Dataset records ▸
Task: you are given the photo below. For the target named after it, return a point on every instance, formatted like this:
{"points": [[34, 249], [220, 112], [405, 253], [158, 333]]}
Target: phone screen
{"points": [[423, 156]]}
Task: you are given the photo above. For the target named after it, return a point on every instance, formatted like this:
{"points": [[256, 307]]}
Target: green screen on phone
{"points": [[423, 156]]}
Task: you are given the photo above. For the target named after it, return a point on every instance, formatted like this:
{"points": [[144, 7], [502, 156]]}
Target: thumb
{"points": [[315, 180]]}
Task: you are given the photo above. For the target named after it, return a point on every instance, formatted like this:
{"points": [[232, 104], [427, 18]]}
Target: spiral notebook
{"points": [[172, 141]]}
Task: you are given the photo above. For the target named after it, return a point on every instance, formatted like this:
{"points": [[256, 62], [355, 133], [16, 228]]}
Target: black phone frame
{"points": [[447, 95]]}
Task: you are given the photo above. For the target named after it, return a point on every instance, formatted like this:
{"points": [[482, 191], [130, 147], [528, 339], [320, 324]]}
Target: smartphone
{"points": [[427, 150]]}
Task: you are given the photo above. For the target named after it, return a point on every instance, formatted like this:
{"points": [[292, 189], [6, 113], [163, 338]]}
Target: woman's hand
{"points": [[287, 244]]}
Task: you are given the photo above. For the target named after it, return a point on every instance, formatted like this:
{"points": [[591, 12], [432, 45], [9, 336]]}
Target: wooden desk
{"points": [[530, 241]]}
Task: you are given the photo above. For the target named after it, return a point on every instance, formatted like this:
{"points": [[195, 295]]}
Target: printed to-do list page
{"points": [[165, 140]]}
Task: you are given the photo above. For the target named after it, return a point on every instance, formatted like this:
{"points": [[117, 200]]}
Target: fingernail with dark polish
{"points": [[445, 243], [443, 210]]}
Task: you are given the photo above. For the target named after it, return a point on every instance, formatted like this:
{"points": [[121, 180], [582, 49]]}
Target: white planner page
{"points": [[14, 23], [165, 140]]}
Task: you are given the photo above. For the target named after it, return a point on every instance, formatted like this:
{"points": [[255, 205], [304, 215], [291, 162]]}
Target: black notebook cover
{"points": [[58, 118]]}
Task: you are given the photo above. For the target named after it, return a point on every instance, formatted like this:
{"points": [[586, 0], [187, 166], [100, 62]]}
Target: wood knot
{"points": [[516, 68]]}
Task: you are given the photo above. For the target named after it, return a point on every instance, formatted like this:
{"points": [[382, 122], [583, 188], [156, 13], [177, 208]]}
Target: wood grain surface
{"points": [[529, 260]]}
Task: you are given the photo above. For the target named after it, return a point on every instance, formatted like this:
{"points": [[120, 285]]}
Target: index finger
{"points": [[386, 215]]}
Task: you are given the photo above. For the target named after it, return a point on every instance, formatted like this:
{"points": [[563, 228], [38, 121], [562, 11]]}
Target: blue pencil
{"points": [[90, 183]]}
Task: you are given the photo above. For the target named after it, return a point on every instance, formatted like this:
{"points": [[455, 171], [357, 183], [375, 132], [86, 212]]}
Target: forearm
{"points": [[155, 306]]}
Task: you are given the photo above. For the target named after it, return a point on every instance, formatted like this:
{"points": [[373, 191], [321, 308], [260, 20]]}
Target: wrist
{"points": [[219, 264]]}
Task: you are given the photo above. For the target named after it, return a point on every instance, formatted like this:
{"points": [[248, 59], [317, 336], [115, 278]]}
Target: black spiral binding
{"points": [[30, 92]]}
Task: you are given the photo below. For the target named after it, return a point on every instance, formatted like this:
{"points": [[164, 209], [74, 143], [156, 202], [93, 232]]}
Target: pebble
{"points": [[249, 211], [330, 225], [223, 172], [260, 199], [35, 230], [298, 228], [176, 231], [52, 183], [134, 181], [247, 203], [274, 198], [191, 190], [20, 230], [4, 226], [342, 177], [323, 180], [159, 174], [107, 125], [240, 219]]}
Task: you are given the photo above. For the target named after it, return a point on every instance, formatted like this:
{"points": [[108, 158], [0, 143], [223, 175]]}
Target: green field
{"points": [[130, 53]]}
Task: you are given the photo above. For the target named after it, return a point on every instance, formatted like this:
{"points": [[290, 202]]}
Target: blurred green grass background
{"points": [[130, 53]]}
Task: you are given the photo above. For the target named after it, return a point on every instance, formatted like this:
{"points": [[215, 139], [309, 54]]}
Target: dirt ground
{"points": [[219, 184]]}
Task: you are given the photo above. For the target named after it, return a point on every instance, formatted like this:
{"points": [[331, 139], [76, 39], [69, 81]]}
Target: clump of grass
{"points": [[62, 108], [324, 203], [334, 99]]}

Task description ▸
How many lines in the entries above contain the string "spiral"? Treat uppercase and lowercase as different, and reply with the number alone.

Task response ▸
2